AIM:
Every record must be repeated exactly; omit any pictures they contain.
------------------------
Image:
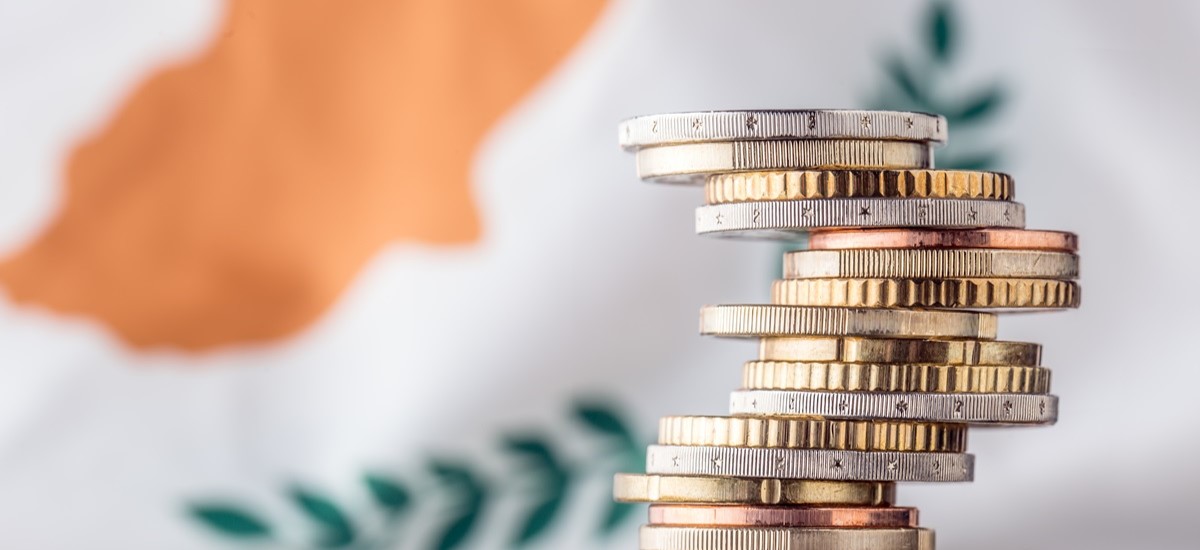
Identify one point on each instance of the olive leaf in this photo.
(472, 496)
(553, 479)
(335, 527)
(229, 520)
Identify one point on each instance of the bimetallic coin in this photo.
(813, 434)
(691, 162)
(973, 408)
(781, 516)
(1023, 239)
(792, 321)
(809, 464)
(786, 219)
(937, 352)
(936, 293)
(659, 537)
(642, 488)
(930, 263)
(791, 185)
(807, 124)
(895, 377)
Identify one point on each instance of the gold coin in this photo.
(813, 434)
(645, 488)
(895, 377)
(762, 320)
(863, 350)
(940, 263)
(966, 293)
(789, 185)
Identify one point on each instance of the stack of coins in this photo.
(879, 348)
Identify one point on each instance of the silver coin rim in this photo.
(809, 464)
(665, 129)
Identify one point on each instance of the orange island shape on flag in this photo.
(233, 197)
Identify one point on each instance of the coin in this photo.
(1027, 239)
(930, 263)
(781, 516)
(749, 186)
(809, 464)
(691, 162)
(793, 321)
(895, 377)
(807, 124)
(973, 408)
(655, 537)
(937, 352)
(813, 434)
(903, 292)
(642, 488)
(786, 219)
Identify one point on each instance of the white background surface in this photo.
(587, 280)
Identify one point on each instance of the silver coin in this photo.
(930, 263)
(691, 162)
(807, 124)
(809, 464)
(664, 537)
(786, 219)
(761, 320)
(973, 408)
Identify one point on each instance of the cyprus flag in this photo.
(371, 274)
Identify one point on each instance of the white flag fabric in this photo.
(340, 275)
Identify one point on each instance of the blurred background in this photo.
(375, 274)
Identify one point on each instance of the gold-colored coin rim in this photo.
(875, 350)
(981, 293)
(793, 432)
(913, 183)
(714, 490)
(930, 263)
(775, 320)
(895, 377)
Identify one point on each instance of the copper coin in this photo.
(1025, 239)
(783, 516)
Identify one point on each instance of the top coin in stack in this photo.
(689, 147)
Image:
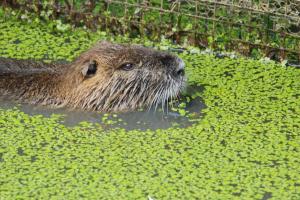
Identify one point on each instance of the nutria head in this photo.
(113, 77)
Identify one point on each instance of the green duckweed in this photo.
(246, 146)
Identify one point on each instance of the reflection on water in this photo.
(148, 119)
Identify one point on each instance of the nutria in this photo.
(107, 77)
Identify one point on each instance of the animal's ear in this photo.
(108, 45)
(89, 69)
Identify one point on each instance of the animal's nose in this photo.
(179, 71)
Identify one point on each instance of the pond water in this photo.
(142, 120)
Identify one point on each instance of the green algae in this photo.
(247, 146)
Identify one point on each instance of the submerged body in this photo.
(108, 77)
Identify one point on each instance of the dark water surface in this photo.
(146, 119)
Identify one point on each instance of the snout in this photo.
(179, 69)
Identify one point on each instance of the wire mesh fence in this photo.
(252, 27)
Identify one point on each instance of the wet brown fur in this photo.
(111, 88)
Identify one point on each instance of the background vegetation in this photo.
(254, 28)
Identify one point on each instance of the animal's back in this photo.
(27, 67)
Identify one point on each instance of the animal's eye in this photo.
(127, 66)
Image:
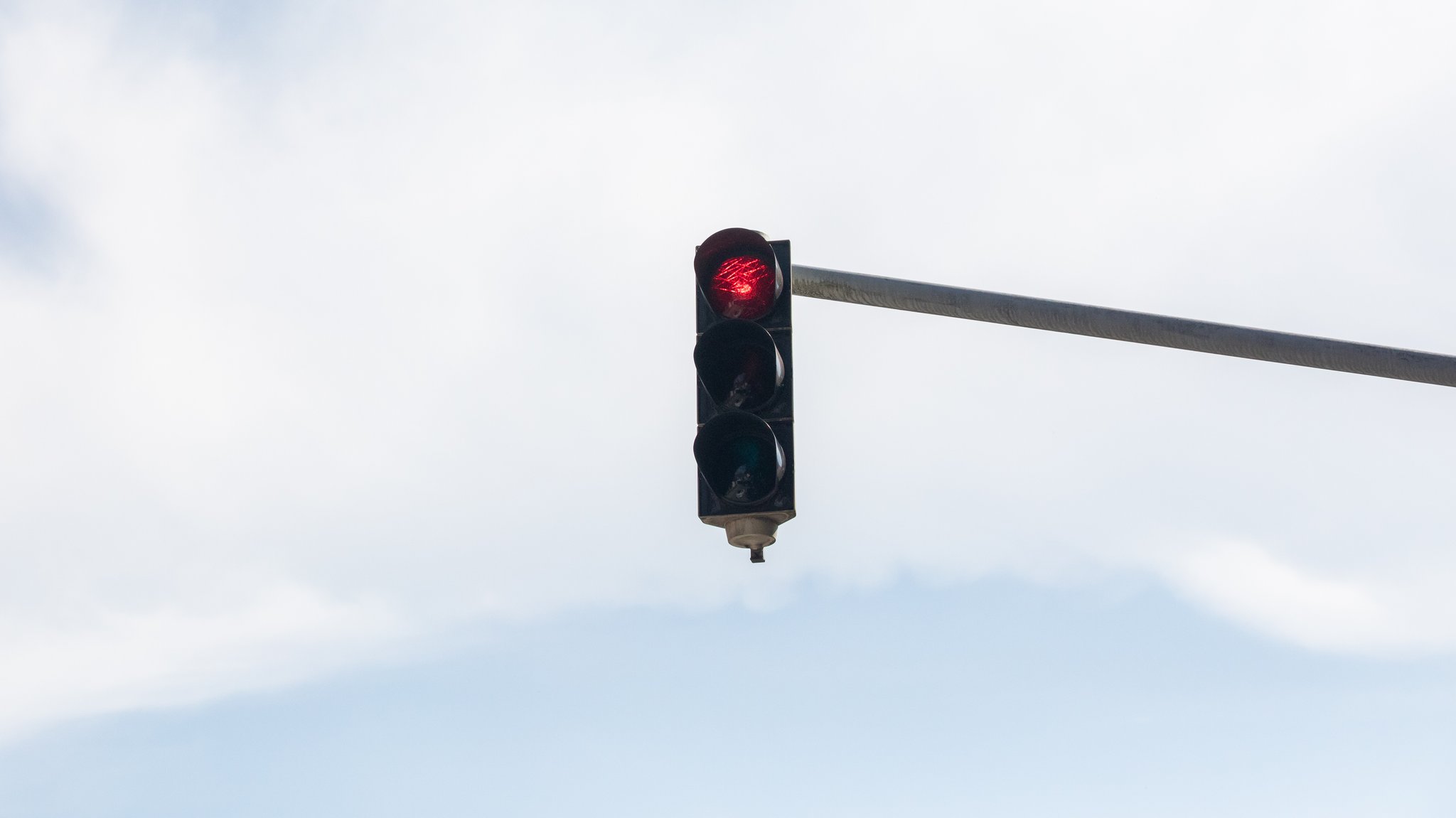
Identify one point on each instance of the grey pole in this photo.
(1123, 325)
------------------------
FINAL RESULT:
Image:
Identify one point on each instance of the olive leaf in this photo.
(472, 496)
(553, 479)
(335, 527)
(229, 520)
Identify one point on each instance of the bimetallic coin in this photo.
(813, 434)
(691, 162)
(973, 408)
(781, 516)
(1023, 239)
(792, 321)
(809, 464)
(786, 219)
(937, 352)
(936, 293)
(659, 537)
(642, 488)
(930, 263)
(791, 185)
(807, 124)
(895, 377)
Identify one point on each instance of the gold coin in this photo.
(813, 434)
(645, 488)
(895, 377)
(762, 320)
(863, 350)
(940, 263)
(966, 293)
(789, 185)
Identify one point on each instance of the stack of coins in this photo.
(879, 348)
Identify one point on each instance of the silver coin rim in this photo.
(809, 464)
(665, 129)
Identify one point on each instance of the orange island shape on flag in this photo.
(233, 197)
Identify one point on each instance of the coin in this photo.
(1027, 239)
(930, 263)
(781, 516)
(749, 186)
(809, 464)
(691, 162)
(793, 321)
(895, 377)
(807, 124)
(973, 408)
(655, 537)
(937, 352)
(813, 434)
(903, 292)
(642, 488)
(786, 219)
Identify one point on each instance of the white background surface in this photo.
(587, 280)
Identify one point on each instance of the silver coin in this photo.
(930, 263)
(691, 162)
(807, 124)
(809, 464)
(664, 537)
(786, 219)
(761, 320)
(973, 408)
Identify one point on each instance of the cyprus flag in this photo.
(371, 274)
Identify one point on each instance of the white flag fabric in this photo.
(340, 275)
Identify one point on each instance of the blurred background in this photo.
(375, 274)
Identify one point on each instance of the gold-colored coin rim in this photo.
(875, 350)
(981, 293)
(793, 432)
(913, 183)
(714, 490)
(930, 263)
(775, 320)
(895, 377)
Identify one point on each instance of the copper coin in this photo.
(1025, 239)
(783, 516)
Identify one point on each instance of the top coin in stack in this photo.
(689, 147)
Image:
Identify one point on each instance of the nutria head in this photo.
(113, 77)
Identify one point on each instance of the green duckweed in this photo.
(246, 146)
Identify one point on each instance of the reflection on water in this photo.
(148, 119)
Identify one point on each instance of the nutria in this photo.
(107, 77)
Identify one point on each instance of the animal's ear in this photo.
(108, 45)
(89, 69)
Identify one point on each instance of the animal's nose in this photo.
(179, 71)
Identify one point on each instance of the pond water in this photo.
(142, 120)
Identify one point on each instance of the green algae in this photo.
(247, 146)
Identify one point on each instance of the submerged body in this photo.
(108, 77)
Identify one point on each instance of the dark water surface in this photo.
(146, 119)
Identify one point on each instance of the snout in this photo.
(179, 69)
Identify one point on each instance of the wire mesh fence in this photo.
(252, 27)
Identify one point on each instance of the wet brown fur in this photo.
(111, 88)
Identify one point on each instance of the background vegetation in this photo.
(254, 28)
Identify one point on each instance of the animal's back in this photo.
(27, 67)
Identify one point on each instance of the animal's eye in this photo.
(127, 66)
Image:
Identify one point on each instance of the grey pole in this photo.
(1123, 325)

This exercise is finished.